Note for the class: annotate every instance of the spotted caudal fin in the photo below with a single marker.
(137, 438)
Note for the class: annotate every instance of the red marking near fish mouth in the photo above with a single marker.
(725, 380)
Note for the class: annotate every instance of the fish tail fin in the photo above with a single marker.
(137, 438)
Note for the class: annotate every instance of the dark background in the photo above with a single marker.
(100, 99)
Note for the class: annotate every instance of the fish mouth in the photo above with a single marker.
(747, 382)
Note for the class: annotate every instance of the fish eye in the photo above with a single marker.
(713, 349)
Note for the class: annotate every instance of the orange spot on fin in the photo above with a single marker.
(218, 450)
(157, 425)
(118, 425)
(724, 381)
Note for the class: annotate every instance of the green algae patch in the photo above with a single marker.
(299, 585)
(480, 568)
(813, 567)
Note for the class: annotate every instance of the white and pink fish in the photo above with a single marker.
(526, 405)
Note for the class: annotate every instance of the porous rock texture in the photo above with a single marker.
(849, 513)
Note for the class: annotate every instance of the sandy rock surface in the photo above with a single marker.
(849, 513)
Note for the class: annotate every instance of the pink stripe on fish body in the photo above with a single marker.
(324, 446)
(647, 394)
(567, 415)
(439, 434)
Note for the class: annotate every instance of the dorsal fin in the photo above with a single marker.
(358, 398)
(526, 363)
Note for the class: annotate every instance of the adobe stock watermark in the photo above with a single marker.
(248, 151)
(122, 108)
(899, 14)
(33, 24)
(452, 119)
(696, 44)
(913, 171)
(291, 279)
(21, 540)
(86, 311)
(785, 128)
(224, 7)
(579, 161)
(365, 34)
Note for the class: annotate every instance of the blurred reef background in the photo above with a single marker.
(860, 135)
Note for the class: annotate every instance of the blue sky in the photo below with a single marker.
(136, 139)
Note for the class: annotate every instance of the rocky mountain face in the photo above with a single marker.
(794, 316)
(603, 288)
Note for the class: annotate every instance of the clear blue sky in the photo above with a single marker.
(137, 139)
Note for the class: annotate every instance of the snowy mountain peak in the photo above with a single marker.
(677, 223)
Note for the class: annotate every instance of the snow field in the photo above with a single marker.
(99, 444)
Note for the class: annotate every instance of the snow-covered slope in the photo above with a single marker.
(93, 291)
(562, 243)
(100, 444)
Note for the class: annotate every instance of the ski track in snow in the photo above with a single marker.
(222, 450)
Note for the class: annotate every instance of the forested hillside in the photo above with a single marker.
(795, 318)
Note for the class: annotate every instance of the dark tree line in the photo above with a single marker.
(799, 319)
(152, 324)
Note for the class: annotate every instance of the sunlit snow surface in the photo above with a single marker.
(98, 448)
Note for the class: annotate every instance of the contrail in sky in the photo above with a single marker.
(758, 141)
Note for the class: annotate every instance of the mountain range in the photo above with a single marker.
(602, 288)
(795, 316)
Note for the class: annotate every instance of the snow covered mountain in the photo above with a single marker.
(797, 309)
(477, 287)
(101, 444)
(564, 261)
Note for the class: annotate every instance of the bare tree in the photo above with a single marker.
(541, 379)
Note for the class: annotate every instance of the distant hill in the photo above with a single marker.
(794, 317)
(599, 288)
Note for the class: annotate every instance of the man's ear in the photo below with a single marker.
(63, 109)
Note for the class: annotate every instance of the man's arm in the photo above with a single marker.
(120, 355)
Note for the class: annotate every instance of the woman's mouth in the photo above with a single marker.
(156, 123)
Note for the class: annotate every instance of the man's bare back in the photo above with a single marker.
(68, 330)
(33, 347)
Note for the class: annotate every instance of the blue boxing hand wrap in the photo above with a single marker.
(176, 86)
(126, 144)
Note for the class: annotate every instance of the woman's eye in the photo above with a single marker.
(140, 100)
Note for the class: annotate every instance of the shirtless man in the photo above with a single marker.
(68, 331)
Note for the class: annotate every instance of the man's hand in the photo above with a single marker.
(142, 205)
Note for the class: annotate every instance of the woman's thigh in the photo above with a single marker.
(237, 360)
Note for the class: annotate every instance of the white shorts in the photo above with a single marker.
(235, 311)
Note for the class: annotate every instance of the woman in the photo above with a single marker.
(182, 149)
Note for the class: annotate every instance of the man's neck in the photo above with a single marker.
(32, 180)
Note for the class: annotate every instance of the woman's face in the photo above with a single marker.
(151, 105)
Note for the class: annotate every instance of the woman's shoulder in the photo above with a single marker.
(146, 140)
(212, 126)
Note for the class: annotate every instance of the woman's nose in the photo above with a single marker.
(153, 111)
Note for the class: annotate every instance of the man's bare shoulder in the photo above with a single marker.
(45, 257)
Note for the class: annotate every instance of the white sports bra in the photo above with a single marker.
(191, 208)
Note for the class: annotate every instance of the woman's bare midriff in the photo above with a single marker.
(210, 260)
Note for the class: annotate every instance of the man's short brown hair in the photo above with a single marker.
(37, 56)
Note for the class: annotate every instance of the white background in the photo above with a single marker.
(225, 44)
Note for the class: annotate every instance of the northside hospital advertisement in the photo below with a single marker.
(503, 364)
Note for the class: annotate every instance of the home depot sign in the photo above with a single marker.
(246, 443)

DESCRIPTION OF THE TASK ::
Output the records exactly.

SOLUTION TO THE EXERCISE ::
Note for the class: annotate every instance of the spotted caudal fin in the photo below with a single marker.
(137, 438)
Note for the class: annotate every instance of the red marking near fish mouth in the photo above with a single marker.
(725, 380)
Note for the class: annotate every instance of the fish tail fin in the photo above with a single marker.
(137, 438)
Note for the class: annotate every instance of the dark background in the photo above with a single marker.
(100, 99)
Note for the class: annotate every instance of the fish mouth in the photo above with a single marker.
(747, 382)
Note for the class: annotate every instance of the fish eye in the photo above with a single marker.
(713, 349)
Note for the class: annotate every instance of the orange spot on fin in the photo above with a single marker.
(218, 450)
(157, 425)
(118, 425)
(724, 381)
Note for the class: annotate every instance of the green algae patch in the photo above with a single marker.
(299, 585)
(480, 568)
(813, 567)
Note for the class: annotate every instance of the white and pink fish in the photo above with a single marker.
(526, 405)
Note for the class: annotate every instance of the porous rock texture in the photo above with a single marker.
(849, 513)
Note for the class: annotate every instance of the sandy rock surface in the photo above with a single marker.
(849, 513)
Note for the class: annotate every instance of the pink stripe on fish body in the photo above with a single marker.
(324, 446)
(647, 394)
(567, 415)
(439, 434)
Note for the class: annotate every instance of the dorsal fin in the photo above with a single marker.
(358, 398)
(526, 363)
Note for the class: annotate every instance of the adobe stock watermark in the photo above with a single marker.
(248, 151)
(122, 108)
(899, 14)
(33, 24)
(452, 119)
(696, 44)
(913, 171)
(291, 279)
(21, 540)
(86, 311)
(785, 128)
(224, 7)
(579, 161)
(365, 34)
Note for the class: annotate every instance of the blurred reef background in the photo above with a single marker.
(860, 135)
Note for the class: annotate every instance of the blue sky in the photo below with a single marker.
(136, 139)
Note for the class: annotate every instance of the rocky mountain face in the photo above with a single marker.
(794, 316)
(603, 288)
Note for the class: annotate every instance of the clear blue sky in the photo above with a single marker.
(137, 139)
Note for the class: annotate every instance of the snowy mountain peak in the photo above with a single marker.
(677, 223)
Note for the class: annotate every instance of the snow field in the photo above with a single marker.
(99, 444)
Note for the class: annotate every instance of the snow-covered slope in the photo above with a single marker.
(93, 291)
(562, 243)
(100, 444)
Note for the class: annotate every instance of the ski track in snow in the photo above with a single marker.
(222, 450)
Note for the class: annotate every instance of the forested hillside in the photo above with a single marker.
(795, 318)
Note for the class: annotate every instance of the dark tree line in the photo above with a single marker.
(799, 319)
(152, 324)
Note for the class: annotate every instance of the sunlit snow surface in the photo above with a single marker.
(98, 448)
Note for the class: annotate every instance of the contrail in sky in the photo above with a single marker.
(758, 141)
Note for the class: annotate every instance of the mountain range in the photo above with a single marker.
(602, 288)
(795, 316)
Note for the class: annotate every instance of the snow covered mountain in the photo above with a single marker.
(797, 309)
(477, 287)
(101, 444)
(564, 261)
Note for the class: annotate every instance of the bare tree in the photo above with a single marker.
(541, 379)
Note for the class: annotate every instance of the distant hill in the photo above with a single marker.
(794, 317)
(599, 288)
Note for the class: annotate every instance of the man's ear in the photo below with a single marker.
(63, 109)
Note for the class: annotate every instance of the man's arm in the photo above with a single marker.
(120, 355)
Note for the class: annotate every instance of the woman's mouth in the photo above with a single marker.
(156, 123)
Note for the class: annotate every instance of the man's bare back in the photo above with a single marker.
(68, 330)
(33, 347)
Note for the class: annotate every instance of the blue boxing hand wrap in the photo above with a single marker.
(176, 86)
(126, 144)
Note for the class: annotate every instance of the woman's eye in the photo above with a single marker.
(140, 100)
Note for the class: annotate every instance of the shirtless man in the photo above with a single marker.
(68, 331)
Note for the class: annotate every instance of the man's hand in the photo above with a single marker.
(142, 205)
Note for the class: annotate every instance of the woman's thigh in the photo above with a single marker.
(237, 360)
Note for the class: annotate every instance of the white shorts in the photo above with a single marker.
(235, 311)
Note for the class: annotate every instance of the woman in the photo above with a single marker.
(182, 149)
Note for the class: annotate every instance of the man's neck in the photo above with a single marker.
(32, 180)
Note for the class: annotate every instance of the woman's face in the photo above with a single marker.
(151, 105)
Note for the class: annotate every instance of the woman's shoulder in the photo above with a single marker.
(146, 140)
(212, 126)
Note for the class: annotate every instance of the woman's nose in the photo above with a single marker.
(153, 111)
Note for the class: annotate every instance of the man's bare shoulder in the photo above with a single marker.
(45, 257)
Note for the class: annotate every instance of the white sports bra in the photo above with a single marker.
(191, 208)
Note for the class: annotate every instance of the woman's bare midriff in the photo above with a single marker.
(210, 260)
Note for the class: annotate every instance of the man's short brown hair in the photo above with a single marker.
(37, 56)
Note for the class: annotate every instance of the white background in the photo above with a single marker.
(225, 44)
Note for the class: annotate every instance of the northside hospital advertisement in the photo below with a single marker.
(503, 364)
Note for the class: annotate every instance of the home depot sign in the photo above with a single marker.
(246, 443)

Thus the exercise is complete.